**TASK SET**
1 – Reproduce the part of the Intel feedback page starting with "The working MiniMax" and going on through "a native compile.".
2 – Summarize the Intel feedback page in two sentences.

**PAGE TEXT**
● ● ● ● ● ● ●
Feedback For Intel
This is a discussion entry point. The detailed technical note is Notes To Intel: Making 4x B70 vLLM/MiniMax Deployment Easier.
Short Version
The B70 hardware is promising for local AI because 32 GB of VRAM below workstation-GPU pricing opens models that are awkward on 16 GB and 24 GB cards. The main problem is not the card. The main problem is that the software path is still too fragile for normal users.
The working MiniMax M2.7 INT4 deployment required a narrow combination of:
- Intel compute runtime packages.
- oneAPI compiler 2025.3, selected directly.
- PyTorch
2.11.0+xpu.
- source-built
vllm-xpu-kernels.
- patched vLLM.
- patched llm-scaler MiniMax kernels.
- large temporary SSD swap for a native compile.
- strict quality checks to reject fast-but-wrong optimization paths.
That is reasonable for a lab. It is not reasonable for a broad community install story.
What Would Help Most
- Publish a tested B70 vLLM compatibility matrix.
- Publish ABI-matched
vllm-xpu-kernels wheels for supported PyTorch XPU releases.
- Provide a single “B70 local LLM doctor” command that checks drivers, Level Zero, PyTorch XPU, oneCCL, vLLM, native extension ABI, and cache permissions.
- Make oneAPI compiler version selection explicit and warn on mixed header/library stacks.
- Fix or make actionable the
ocloc/IGC internal compiler error seen during Triton/Inductor compilation.
- Upstream or register Intel/XPU/MiniMax vLLM environment flags so logs do not call important flags “unknown.”
● ● ● ● ● ● ●
**THE DATA**
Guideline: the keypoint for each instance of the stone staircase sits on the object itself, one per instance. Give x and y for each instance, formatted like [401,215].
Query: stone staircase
● ● ● ● ● ● ●
**SOLVED TASKS**
1 –
The working MiniMax M2.7 INT4 deployment required a narrow combination of:
- Intel compute runtime packages.
- oneAPI compiler 2025.3, selected directly.
- PyTorch
2.11.0+xpu.
- source-built
vllm-xpu-kernels.
- patched vLLM.
- patched llm-scaler MiniMax kernels.
- large temporary SSD swap for a native compile.

2 – The B70 card's 32 GB of VRAM below workstation-GPU pricing makes it promising for local AI, but its software path is still too fragile for normal users: the working MiniMax M2.7 INT4 deployment needed a narrow combination of runtime packages, a directly selected compiler, source-built and patched components, temporary swap, and strict quality checks. The page asks Intel to publish a tested B70 vLLM compatibility matrix and ABI-matched kernel wheels, provide a single "doctor" command that checks the stack, make compiler version selection explicit, fix or make actionable the ocloc/IGC internal compiler error, and upstream or register the environment flags that logs call "unknown."